#### FRAGMENTO DEL TEXTO:

----------------

(De Héctor Sosa)
“En mi cabeza tengo cuatro botoncitos. El botón de no escuchar, el de callarse la boca, el de desaparecer y el botón de ataque. Con eso resuelvo todas las situaciones”, así sin muchas vueltas y con filosofía de veredas y calles de barrio Pappo Napolitano plantaba y marcaba una cancha imaginaria sobre su pensar.
Muchas veces teñido de disloques ideológicos y otros más cercanos a la tierra, especialmente cuando su bocaza hablaba a través de las cuerdas de la guitarra.
Dos nacimientos le adjudican a Pappo sus seguidores de vida: uno en Santa Fe, el otro en La Paternal, barrio de fierros, blues y árboles de tiempo esperar. Todos coinciden que fue en 1950.
La mayoría de sus amigos, familiares y mujeres de negro inclinan la balanza hacia el barrio de cuatro y cinco esquinas a destajo.
“Era feliz en su casa de Artigas y Camarones rodeado de su hermana, de su perro Cactus y de un par de amigotes de esos que no piden permiso para abrir la heladera”, cuenta Andrés, viejo quiosquero del barrio.
En un reportaje exclusivo que le hicieron, con motivo del centenario de La Paternal, le preguntaron: “¿Qué es La Paternal para vos, Pappo?”, a lo que el Carpo respondió “¿Cómo qué es La Paternal para mí? La Paternal es mi casa... A pesar de que me fui mil veces, siempre regresé a mi barrio”.

----------------

Entradas de datos:

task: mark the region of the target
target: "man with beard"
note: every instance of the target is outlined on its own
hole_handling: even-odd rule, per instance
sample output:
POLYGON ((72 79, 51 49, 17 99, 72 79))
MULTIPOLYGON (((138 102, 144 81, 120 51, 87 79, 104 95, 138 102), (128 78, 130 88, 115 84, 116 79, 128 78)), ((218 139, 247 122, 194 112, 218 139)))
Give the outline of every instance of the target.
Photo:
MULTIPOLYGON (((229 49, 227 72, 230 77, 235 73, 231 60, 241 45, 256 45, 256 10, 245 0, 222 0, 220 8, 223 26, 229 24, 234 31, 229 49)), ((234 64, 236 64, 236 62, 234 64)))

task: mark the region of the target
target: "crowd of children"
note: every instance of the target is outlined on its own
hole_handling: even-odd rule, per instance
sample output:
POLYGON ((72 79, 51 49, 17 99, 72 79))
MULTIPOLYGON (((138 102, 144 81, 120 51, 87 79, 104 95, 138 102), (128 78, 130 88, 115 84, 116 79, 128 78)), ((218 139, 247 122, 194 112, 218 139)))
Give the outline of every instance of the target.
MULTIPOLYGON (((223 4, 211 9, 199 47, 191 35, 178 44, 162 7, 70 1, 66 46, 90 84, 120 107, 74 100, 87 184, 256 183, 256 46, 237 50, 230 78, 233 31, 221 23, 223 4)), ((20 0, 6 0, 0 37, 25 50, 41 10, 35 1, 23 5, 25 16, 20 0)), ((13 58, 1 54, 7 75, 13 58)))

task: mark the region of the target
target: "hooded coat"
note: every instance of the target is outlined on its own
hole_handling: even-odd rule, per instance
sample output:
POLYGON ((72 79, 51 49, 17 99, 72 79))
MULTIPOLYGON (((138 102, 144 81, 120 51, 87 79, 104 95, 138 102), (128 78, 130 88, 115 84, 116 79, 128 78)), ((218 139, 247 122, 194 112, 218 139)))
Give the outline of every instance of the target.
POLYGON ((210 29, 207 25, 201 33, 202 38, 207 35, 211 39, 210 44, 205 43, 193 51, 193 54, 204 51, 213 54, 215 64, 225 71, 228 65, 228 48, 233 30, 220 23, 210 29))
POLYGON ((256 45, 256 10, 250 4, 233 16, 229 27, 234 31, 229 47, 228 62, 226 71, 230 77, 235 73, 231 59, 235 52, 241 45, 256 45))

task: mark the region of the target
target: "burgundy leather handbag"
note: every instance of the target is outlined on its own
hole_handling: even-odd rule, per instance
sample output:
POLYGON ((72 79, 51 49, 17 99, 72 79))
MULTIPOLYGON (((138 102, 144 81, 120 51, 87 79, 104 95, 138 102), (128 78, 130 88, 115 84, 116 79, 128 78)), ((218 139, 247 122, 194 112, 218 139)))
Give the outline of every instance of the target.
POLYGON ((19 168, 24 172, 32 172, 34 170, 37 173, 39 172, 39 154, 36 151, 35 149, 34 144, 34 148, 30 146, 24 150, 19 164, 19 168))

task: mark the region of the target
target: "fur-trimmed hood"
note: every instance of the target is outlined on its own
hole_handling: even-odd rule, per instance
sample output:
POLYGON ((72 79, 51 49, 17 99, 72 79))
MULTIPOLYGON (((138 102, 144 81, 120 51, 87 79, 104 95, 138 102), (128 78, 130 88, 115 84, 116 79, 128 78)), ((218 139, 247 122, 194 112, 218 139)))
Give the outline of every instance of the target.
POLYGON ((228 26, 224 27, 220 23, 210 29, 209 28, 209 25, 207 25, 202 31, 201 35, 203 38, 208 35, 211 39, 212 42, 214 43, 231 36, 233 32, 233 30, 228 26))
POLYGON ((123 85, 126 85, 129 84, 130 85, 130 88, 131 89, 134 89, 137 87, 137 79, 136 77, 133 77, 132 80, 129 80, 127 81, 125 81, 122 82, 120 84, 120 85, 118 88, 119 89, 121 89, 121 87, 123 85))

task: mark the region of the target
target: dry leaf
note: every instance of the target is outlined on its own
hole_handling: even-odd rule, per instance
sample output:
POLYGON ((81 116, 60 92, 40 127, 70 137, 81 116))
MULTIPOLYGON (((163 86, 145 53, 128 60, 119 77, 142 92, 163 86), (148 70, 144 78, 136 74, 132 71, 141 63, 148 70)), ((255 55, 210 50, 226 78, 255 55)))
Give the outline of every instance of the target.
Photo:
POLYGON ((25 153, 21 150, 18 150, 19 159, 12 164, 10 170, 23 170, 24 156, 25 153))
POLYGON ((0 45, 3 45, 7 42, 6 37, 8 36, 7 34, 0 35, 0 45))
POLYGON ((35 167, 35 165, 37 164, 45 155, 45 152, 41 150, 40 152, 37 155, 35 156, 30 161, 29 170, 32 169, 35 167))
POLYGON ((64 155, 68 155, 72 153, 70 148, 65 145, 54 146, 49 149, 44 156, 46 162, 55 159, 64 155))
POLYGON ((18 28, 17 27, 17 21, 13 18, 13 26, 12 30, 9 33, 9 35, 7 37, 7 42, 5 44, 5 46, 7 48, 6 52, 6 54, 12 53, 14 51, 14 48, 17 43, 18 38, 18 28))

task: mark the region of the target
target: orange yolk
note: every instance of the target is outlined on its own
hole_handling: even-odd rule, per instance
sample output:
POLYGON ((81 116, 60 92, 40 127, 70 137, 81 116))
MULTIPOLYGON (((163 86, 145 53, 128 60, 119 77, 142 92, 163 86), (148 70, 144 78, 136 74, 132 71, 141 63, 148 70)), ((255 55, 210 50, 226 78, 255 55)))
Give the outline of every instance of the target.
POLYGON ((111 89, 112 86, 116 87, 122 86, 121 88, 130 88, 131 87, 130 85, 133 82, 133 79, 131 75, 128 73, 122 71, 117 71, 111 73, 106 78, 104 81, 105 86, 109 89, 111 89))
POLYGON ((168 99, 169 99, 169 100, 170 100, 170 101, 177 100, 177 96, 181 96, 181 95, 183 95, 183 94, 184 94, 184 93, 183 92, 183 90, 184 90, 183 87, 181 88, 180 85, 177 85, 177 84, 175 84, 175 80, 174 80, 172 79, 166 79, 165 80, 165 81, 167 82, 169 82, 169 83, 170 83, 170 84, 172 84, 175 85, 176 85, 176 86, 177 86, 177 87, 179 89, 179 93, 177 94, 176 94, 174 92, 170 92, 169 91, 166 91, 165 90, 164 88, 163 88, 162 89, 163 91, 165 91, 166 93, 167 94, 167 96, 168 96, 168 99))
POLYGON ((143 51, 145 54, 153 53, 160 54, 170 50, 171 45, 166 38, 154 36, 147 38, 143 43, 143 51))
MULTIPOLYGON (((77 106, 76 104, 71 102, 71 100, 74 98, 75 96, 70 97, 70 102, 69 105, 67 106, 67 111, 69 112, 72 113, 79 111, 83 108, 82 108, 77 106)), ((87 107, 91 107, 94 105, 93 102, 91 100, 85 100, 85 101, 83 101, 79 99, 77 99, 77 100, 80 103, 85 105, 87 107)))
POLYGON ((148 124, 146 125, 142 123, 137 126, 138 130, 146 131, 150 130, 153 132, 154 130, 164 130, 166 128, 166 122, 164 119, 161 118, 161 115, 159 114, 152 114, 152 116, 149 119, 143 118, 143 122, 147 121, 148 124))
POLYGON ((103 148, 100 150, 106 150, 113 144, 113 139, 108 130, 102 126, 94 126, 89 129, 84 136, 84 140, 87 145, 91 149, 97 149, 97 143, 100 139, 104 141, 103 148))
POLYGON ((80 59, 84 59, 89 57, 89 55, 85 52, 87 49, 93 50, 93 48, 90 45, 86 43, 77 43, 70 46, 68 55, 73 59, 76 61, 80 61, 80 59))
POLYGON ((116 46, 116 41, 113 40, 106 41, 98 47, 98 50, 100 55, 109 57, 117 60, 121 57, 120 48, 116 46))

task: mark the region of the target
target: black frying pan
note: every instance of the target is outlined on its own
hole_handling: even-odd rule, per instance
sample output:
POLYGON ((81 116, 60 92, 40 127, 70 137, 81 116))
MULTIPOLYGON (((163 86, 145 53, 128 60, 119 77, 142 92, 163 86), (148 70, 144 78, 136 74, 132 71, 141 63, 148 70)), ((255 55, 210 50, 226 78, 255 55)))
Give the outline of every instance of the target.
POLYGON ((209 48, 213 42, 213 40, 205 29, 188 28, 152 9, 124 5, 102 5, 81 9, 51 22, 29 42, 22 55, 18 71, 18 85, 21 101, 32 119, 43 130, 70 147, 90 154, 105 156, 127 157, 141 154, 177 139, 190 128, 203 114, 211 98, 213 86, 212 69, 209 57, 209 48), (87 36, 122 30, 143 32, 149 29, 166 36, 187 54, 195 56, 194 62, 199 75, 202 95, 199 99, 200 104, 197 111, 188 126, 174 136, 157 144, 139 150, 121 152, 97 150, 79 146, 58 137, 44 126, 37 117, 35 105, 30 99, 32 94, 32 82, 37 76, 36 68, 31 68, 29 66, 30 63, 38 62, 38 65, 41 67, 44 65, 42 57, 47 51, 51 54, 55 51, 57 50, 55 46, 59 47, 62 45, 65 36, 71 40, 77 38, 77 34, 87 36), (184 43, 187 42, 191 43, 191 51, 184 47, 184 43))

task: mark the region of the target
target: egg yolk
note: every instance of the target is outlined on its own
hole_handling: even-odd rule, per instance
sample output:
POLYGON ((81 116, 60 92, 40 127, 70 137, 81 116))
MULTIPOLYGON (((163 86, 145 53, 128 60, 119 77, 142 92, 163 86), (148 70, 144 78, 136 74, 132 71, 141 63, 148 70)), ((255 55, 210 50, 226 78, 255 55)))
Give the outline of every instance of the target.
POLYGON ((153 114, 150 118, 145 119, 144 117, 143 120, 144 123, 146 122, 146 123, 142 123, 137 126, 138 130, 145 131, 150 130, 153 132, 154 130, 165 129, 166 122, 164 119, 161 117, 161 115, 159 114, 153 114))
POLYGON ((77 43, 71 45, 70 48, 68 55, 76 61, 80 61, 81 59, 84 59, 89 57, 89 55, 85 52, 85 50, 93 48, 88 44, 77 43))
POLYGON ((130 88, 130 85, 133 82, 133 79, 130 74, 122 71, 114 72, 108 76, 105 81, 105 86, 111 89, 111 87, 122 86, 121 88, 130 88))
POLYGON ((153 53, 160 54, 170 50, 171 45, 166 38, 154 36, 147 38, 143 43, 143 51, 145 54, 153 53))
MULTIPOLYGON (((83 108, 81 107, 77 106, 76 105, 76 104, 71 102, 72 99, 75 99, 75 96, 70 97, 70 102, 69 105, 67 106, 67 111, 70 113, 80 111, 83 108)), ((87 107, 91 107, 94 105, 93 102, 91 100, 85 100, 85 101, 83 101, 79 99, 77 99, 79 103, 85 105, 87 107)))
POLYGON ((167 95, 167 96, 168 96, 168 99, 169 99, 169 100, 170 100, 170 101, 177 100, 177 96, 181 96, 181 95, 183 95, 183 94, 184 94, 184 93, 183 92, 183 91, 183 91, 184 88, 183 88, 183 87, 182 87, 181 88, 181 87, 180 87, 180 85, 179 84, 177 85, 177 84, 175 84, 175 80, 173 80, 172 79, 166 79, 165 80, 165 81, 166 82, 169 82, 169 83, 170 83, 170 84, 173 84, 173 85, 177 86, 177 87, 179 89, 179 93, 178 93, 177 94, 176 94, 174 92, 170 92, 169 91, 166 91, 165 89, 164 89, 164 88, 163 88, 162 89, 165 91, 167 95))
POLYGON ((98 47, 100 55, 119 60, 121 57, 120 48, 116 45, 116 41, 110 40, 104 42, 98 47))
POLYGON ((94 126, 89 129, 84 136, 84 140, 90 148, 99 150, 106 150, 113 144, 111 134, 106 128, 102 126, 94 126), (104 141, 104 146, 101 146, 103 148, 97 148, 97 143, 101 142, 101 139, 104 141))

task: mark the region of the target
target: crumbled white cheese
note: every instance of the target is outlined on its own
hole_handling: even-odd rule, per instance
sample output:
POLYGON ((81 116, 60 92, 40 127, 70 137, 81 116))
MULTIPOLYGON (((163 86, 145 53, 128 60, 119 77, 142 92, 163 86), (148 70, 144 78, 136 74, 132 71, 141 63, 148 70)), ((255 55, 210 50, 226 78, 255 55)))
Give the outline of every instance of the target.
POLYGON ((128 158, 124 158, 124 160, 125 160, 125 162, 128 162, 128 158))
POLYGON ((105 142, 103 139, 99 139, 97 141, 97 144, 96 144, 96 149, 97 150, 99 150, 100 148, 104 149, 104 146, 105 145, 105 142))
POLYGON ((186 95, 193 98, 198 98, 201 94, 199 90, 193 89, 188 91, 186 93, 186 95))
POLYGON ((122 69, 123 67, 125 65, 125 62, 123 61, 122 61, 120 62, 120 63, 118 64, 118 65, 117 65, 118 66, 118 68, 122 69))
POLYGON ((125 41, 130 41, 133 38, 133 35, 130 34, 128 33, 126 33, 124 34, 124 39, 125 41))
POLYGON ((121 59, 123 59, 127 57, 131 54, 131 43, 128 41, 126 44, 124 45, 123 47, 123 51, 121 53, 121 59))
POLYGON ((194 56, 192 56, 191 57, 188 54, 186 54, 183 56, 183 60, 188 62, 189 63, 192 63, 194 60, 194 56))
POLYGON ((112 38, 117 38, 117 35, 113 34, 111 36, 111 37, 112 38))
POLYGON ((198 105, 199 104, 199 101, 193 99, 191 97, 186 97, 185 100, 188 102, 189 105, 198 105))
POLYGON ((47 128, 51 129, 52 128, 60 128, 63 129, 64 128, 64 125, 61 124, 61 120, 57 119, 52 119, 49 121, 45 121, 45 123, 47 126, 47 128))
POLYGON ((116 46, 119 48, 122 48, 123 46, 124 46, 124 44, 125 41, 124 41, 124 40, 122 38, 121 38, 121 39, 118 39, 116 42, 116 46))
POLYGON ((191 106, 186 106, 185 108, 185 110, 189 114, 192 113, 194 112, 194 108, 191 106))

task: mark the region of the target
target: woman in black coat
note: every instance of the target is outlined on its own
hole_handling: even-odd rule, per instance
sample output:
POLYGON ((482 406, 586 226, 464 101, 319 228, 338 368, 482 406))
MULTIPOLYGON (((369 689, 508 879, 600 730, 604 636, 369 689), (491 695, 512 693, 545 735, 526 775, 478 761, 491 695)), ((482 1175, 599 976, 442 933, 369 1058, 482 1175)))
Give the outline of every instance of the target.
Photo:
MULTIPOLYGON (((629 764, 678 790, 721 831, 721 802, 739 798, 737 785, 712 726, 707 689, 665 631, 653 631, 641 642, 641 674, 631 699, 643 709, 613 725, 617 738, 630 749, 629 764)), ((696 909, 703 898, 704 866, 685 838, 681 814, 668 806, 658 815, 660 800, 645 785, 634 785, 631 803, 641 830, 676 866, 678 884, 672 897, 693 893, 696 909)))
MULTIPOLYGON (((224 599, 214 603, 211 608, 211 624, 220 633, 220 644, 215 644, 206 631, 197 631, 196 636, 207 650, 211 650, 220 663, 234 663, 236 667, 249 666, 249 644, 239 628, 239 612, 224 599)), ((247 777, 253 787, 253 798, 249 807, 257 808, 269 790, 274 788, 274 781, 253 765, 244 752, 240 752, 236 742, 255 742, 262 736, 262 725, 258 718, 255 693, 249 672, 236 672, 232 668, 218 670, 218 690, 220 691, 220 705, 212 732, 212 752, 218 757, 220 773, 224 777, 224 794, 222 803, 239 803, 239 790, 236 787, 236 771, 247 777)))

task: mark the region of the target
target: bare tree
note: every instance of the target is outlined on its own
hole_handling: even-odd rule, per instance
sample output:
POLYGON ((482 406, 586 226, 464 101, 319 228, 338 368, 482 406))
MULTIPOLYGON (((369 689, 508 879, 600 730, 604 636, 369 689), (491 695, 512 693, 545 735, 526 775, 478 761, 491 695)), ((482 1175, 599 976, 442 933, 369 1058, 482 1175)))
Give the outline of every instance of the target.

----------------

#### PROBLEMAS:
• 1. Pasa a una lista numerada las líneas de las entradas, desde el comienzo de las entradas hasta la línea que contiene "MULTIPOLYGON (((223 4, 211", ambas incluidas. No pongas las líneas en blanco.
• 2. Sigue escribiendo el texto sobre Pappo y su barrio, La Paternal, después de la última oración.

#### RESPUESTAS DEL EJERCICIO:
• 1.
1. task: mark the region of the target
2. target: "man with beard"
3. note: every instance of the target is outlined on its own
4. hole_handling: even-odd rule, per instance
5. sample output:
6. POLYGON ((72 79, 51 49, 17 99, 72 79))
7. MULTIPOLYGON (((138 102, 144 81, 120 51, 87 79, 104 95, 138 102), (128 78, 130 88, 115 84, 116 79, 128 78)), ((218 139, 247 122, 194 112, 218 139)))
8. Give the outline of every instance of the target.
9. Photo:
10. MULTIPOLYGON (((229 49, 227 72, 230 77, 235 73, 231 60, 241 45, 256 45, 256 10, 245 0, 222 0, 220 8, 223 26, 229 24, 234 31, 229 49)), ((234 64, 236 64, 236 62, 234 64)))
11. task: mark the region of the target
12. target: "crowd of children"
13. note: every instance of the target is outlined on its own
14. hole_handling: even-odd rule, per instance
15. sample output:
16. POLYGON ((72 79, 51 49, 17 99, 72 79))
17. MULTIPOLYGON (((138 102, 144 81, 120 51, 87 79, 104 95, 138 102), (128 78, 130 88, 115 84, 116 79, 128 78)), ((218 139, 247 122, 194 112, 218 139)))
18. Give the outline of every instance of the target.
19. MULTIPOLYGON (((223 4, 211 9, 199 47, 191 35, 178 44, 162 7, 70 1, 66 46, 90 84, 120 107, 74 100, 87 184, 256 183, 256 46, 237 50, 230 78, 233 31, 221 23, 223 4)), ((20 0, 6 0, 0 37, 25 50, 41 10, 35 1, 23 5, 25 16, 20 0)), ((13 58, 1 54, 7 75, 13 58)))

• 2.
Ese era Pappo. El que hace mil años, a fines de los 60, huyó de los primeros Los Abuelos de la Nada porque consideraba a Miguel Abuelo “un hippie como el Che Guevara”; el que le puso rock al beat de Los Gatos; el que entró en los 70 endemoniado por obra y gracia de Jimi Hendrix, el Eric Clapton de Cream, Muddy Waters y Albert Lee; el que fundó sin proponérselo una mitología a través de una personalidad monolítica y sin mayores matices: lo suyo era el rock and roll y el blues, la casa familiar de La Paternal, el taller mecánico de su padre, la Harley Davidson , el Chevrolet y las mujeres, si eran rubias: la gloria.
El que iba y volvía de los tugurios del bajo Londres o los que se encontraban al borde de la ruta 66, en los Estados Unidos.
El que iba y volvía de blues y el rock (chato, brillante o metálico).
El que iba y volvía del taller donde trabajaba en la avenida Warners.
El que, como buen tano, la vieja y el viejo jugaban en su cabeza y en su endemoniado punteo de viola. “Qué nos ocurre después de tanto tiempo, reflexionamos al vernos al espejo; qué es lo que pasa, me estoy viniendo viejo, no se ya qué pensar, si ya no se qué es lo que pienso”, decía en “El viejo”. “Mi vieja va a plaza con pancartas, con las pancartas que yo mismo le armé, ella protesta porque ya esta harta de que le afanen una y otra vez de que le afanen una y otra vez.”, decía en “Mi Vieja”.
La parca lo encontró en su propio cielo: asado, buenos vinos, un par de porros, moto, ruta y un coche de frente.
El velatorio fue ambulante. De las casas chorizos de la centenaria Paternal salían viejas, viejos, jóvenes rolingas y cumbiancheros y un ejército troyano de motos acompañó su vuelo. El mismo vuelo que lograba cuando se encontraba con B.B. King y dejaban que los ángeles y el diablo pararan sus viajes para escucharlos.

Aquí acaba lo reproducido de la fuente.